#### [Point annotation dataset records]
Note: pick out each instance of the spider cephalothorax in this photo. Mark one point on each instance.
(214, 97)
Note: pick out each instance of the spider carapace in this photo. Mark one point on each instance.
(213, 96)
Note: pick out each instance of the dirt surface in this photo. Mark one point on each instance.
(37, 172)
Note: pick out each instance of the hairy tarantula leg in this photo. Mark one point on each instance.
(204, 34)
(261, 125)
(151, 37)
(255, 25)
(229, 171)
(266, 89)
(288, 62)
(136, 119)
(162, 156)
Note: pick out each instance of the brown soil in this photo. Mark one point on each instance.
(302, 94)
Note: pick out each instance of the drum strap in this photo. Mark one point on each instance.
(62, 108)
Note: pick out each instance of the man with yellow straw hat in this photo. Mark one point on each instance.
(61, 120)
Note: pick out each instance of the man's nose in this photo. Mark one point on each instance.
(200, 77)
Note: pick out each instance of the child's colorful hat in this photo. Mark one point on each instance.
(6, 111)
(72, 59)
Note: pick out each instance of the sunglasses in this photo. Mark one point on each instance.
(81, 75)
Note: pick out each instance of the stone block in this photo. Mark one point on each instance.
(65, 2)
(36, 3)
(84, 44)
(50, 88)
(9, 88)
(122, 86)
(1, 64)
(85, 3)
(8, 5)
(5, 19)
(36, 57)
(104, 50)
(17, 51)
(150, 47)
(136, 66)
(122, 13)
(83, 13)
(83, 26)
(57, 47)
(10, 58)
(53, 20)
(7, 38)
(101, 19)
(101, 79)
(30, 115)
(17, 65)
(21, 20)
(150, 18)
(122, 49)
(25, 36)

#### [Problem to solve]
Pull out every line of the material above and reproduce each one word for word.

#### [Worked solution]
Note: pick out each instance of the spider cephalothorax in this photo. Mark one point on each instance.
(214, 97)
Note: pick out each instance of the spider carapace in this photo. Mark one point on each instance.
(213, 96)
Note: pick out each instance of the dirt surface in this photo. Mark one point on each instance.
(37, 172)
Note: pick out each instance of the hairy tarantula leg in this photo. Mark one point on each instance.
(204, 34)
(261, 125)
(151, 37)
(255, 25)
(229, 171)
(266, 89)
(288, 62)
(136, 119)
(162, 156)
Note: pick out each instance of the brown soil in this photo. Mark one point on each instance.
(302, 94)
Note: pick out each instance of the drum strap in this photo. Mark one point on each instance.
(62, 108)
Note: pick out each instance of the man with yellow straw hat in this photo. Mark one point on each instance.
(61, 120)
Note: pick out each instance of the man's nose in this photo. Mark one point on each instance.
(200, 77)
Note: pick out each instance of the child's colorful hat in this photo. Mark one point on each instance.
(6, 111)
(72, 59)
Note: pick out each instance of the sunglasses in this photo. Mark one point on each instance.
(81, 75)
Note: pick out each instance of the stone block in this photo. Mark one point on each instance.
(65, 2)
(36, 3)
(84, 44)
(50, 88)
(9, 88)
(122, 86)
(1, 64)
(85, 3)
(8, 5)
(5, 19)
(36, 57)
(104, 50)
(17, 51)
(150, 47)
(136, 66)
(122, 13)
(83, 13)
(83, 26)
(57, 47)
(10, 58)
(53, 20)
(7, 38)
(101, 19)
(101, 79)
(30, 115)
(17, 65)
(21, 20)
(150, 18)
(122, 49)
(25, 36)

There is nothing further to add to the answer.